* _SOURCE PASSAGE_:
Bob Brand

Personal information
- Full name: Robert Brand
- Date of birth: 3 August 1865
- Place of birth: Cambusnethan, Wishaw, Scotland
- Date of death: 1943 (aged 77–78)
- Position: Forward

Senior career*
- Years: Team / Apps / (Gls)
- 1886–1887: Queen of the South Wanderers
- 1887: Rangers
- 1887-1888: Hearts
- 1888: Queen of the South Wanderers
- 1888–1889: Accrington / 16 / (11)
- 1889: Sunderland Albion
- 1889: Accrington / 2 / (0)
- 1890: Derby County / 3 / (0)

= Bob Brand =

Scottish footballer

Robert Brand was a Scottish footballer who played in the English Football League for Accrington and Derby County. He was born in Cambusnethan, a village on the edge of Wishaw in Scotland. Bob Brand first came to prominence, as a footballer, in 1886 when he signed for Queen of the South Wanderers. According to the Wikipedia article the season Brand joined and played for Queen of the South Wanderers was when they had a substantial Scottish Cup run and were investigated and suspended for having professional footballers. According to one source Bob Brand spent the 1887-88 season as a wanderer playing for Rangers, Hearts and back to Queen of the South Wanderers.

Records pointing to named objects:

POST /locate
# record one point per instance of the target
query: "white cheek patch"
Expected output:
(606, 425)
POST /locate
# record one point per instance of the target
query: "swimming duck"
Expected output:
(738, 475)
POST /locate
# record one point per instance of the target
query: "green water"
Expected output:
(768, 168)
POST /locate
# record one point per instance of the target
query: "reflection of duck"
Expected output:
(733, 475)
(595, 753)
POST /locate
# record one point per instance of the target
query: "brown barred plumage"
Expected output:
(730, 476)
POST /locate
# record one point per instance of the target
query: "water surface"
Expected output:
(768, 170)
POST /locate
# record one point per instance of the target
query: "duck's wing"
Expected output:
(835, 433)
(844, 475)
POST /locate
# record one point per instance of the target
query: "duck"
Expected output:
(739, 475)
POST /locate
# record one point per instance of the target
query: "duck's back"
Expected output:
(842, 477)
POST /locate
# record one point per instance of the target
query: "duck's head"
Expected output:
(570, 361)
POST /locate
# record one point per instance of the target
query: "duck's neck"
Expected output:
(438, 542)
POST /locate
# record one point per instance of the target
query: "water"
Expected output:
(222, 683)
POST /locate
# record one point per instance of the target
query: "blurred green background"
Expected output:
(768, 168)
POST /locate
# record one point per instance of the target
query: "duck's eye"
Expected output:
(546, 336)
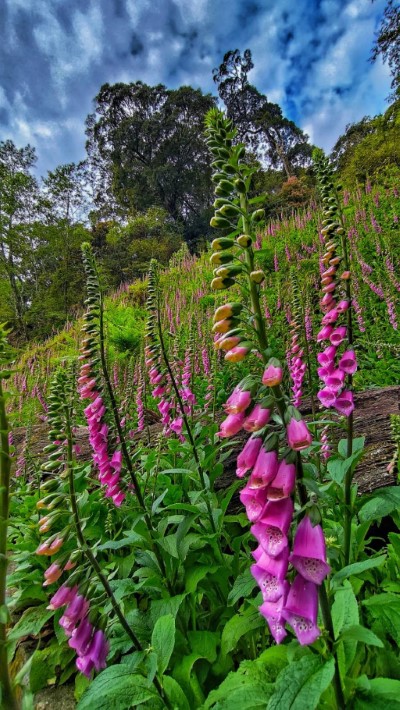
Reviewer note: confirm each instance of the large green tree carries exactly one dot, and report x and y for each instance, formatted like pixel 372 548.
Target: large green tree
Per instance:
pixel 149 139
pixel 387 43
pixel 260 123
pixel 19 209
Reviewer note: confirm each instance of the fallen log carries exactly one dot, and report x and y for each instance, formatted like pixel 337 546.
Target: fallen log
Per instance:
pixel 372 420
* * *
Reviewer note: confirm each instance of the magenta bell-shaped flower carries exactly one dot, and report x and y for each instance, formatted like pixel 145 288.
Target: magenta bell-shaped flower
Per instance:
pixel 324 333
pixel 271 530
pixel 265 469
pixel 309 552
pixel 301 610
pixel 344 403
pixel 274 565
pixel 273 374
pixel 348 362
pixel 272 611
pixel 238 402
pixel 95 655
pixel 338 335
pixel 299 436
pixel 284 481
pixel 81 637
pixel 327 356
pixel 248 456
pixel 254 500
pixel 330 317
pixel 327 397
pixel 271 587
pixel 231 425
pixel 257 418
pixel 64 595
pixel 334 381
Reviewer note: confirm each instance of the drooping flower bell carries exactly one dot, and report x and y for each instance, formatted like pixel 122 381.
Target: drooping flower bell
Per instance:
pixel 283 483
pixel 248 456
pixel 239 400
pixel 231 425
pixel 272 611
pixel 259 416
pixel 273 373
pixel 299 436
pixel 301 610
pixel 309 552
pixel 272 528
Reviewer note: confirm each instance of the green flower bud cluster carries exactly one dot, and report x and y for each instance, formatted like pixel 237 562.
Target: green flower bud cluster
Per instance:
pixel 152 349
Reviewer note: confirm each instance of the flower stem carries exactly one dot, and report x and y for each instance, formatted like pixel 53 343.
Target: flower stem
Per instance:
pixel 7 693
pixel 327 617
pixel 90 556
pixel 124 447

* _SET TASKS_:
a. Answer these from the Bob Brand profile:
(i) In what place was he born?
(ii) How many appearances did he make for Derby County?
(iii) In what year did he sign for Queen of the South Wanderers?
b. Set down the part of the Bob Brand profile starting with "Personal information" and going on through "Apps / (Gls)".
These items have nothing to do with the Bob Brand profile.

* _TASK-BY-TASK SOLUTIONS_:
a.
(i) Cambusnethan, Wishaw, Scotland
(ii) 3
(iii) 1886

b.
Personal information
- Full name: Robert Brand
- Date of birth: 3 August 1865
- Place of birth: Cambusnethan, Wishaw, Scotland
- Date of death: 1943 (aged 77–78)
- Position: Forward

Senior career*
- Years: Team / Apps / (Gls)